■ TEXT SHOWN:
──────────────────────────────

Increasing the WSGI process pool size (after realizing that the machines were not utilizing 100% CPU, not incurring excessive I/O wait, and not swapping) made the issue go away.

We're still trying to figure out what caused requests to process slower and the WSGI pool to be exhausted.
At this time, there are no more operational issues with the hg server, and sheriffs have been given the go-ahead to open trees at their discretion. (They'll do so after some builds go green.)
Whiteboard: [tree-closing]
Here are the average, per-hour times for "getbundle" (the underlying Mercurial protocol command behind pull/clone) on the build/tools repo today:

Hour                Wall  CPU
1900-11-06T00:00:00 12.01 5.94
1900-11-06T01:00:00 9.58 5.67
1900-11-06T02:00:00 9.30 5.66
1900-11-06T03:00:00 7.29 4.81
1900-11-06T04:00:00 6.35 4.15
1900-11-06T05:00:00 8.38 5.07
1900-11-06T06:00:00 6.30 4.12
1900-11-06T07:00:00 8.46 5.17
1900-11-06T08:00:00 8.87 5.47
1900-11-06T09:00:00 11.85 5.69
1900-11-06T10:00:00 12.30 5.85
1900-11-06T11:00:00 14.95 6.06
1900-11-06T12:00:00 9.12 5.64
1900-11-06T13:00:00 19.73 5.80
1900-11-06T14:00:00 37.05 4.78
1900-11-06T15:00:00 70.34 5.81
1900-11-06T16:00:00 46.13 5.96
1900-11-06T17:00:00 39.59 6.11
1900-11-06T18:00:00 7.21 4.36

(Ignore the 1900 year part. The logs aren't capturing the year and the date parsing fills in 1900 as the default. Sad panda.)

The times captured include just the time that the HTTP request was actively being processed in a WSGI process: this does *not* include time between HTTP request and when it was successfully dispatched to a WSGI worker (seconds could have passed).

The following things could influence getbundle times:

1) The size of data in the bundle
2) The state of the server
3) The state of the client
4) The network in between the server and client

We know from the consistent CPU times (which shouldn't vary no matter what state things are in - serving a bundle is a mostly idempotent operation and uses +- 1% CPU cycle variation in a controlled environment) that the size of the bundle was consistent before and during the event. #1 did not influence the event.

build/tools is a small repository (5147 changesets with 10394 changes to 1212 files) and ~27 MB. Clients should have no problem cloning it quickly. Furthermore, since dozens of clients inside automation clones this repo and experienced the same thing, I *think* we can throw out some kind of systemic client-centric event causing their clone times to increase.

That leaves the state of the server and the network.

We didn't see a major increase in clone/pull events from before the outage. So it doesn't look like a sudden surge of traffic influx caused this.

──────────────────────────────

■ INSTRUCTIONS FOR THE TASK: Extend the server incident report from the point where the text stops.

■ Saved entries:
──────────────────────────────

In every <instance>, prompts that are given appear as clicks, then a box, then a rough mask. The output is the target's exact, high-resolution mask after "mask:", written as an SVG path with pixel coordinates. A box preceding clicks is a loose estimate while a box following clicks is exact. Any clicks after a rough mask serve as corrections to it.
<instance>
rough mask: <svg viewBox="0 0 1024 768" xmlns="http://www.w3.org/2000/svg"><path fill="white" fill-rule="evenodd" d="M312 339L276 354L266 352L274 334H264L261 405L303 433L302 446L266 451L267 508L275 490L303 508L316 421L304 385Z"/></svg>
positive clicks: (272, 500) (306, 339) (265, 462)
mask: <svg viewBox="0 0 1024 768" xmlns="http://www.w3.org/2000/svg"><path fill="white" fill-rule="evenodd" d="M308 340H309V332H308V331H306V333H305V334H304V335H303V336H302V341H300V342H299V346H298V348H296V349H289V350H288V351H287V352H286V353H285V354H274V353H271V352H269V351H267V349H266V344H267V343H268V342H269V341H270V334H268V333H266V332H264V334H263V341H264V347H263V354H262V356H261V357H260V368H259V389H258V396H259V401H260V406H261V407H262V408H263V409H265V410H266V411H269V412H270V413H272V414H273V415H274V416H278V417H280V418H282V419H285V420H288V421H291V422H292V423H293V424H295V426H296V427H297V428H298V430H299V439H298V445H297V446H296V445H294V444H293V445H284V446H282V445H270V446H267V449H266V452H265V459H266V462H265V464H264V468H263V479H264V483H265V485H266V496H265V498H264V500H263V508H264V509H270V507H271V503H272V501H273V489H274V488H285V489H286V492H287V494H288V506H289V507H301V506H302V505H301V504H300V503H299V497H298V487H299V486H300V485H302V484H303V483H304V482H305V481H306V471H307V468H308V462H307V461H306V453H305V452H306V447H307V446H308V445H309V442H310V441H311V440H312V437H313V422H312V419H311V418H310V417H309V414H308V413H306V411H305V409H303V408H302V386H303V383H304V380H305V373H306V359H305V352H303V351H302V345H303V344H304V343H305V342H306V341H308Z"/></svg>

──────────────────────────────

■ RESULT FOR THIS TASK:
https://nigelbabu.github.io/hgstats/#hours/10 shows that the servers were behaving well, even as load grew. It wasn't until we reached a tipping point a few hours in that the servers fell over.

https://graphite.mozilla.org/render?from=-10hours&until=now&width=586&height=308&_salt=1408009636.045&target=sumSeries%28hosts.hgweb*_dmz_scl3_mozilla_com.interface.if_octets.bond0.tx%29&title=Outbound%20Network%20Traffic&hideLegend=true&_uniq=0.6127992861238261 Shows that our total outbound network traffic was also pretty consistent during the event.

I'm kind of scratching my head here. I'd like to point in the direction of a network event. But I would expect an event that reduced transfer speed would reduce total egress from hg.mozilla.org. We don't see a major loss in outbound traffic.

So weird.
I'm not sure I'd call that graphite graph "pretty consistent." That's a drop of 100M octets  from start to bottoming out. The relevant Zeus graph shows the same, in different units: http://people.mozilla.org/~klibby/hg/hg-http-data-to-client-24h.png

800Mbps drop over 90 minutes seems fairly significant.
Whiteboard: [tree-closing] → [kanban:engops:https://mozilla.kanbanize.com/ctrl_board/6/4069] [tree-closing]
The event is resolved. Things seem to be humming fine this morning. Although, we do still see elevated in-flight requests compared to days before.

I wrote up a summary of events at http://gregoryszorc.com/blog/2014/11/07/mercurial-server-hiccup-2014-11-06/

I reckon Hal will be filing a new bug to track an official RFO.
Status: NEW → RESOLVED
Closed: 10 years ago
Resolution: --- → FIXED
There was a continuation of this event today. More details are in the duped bug.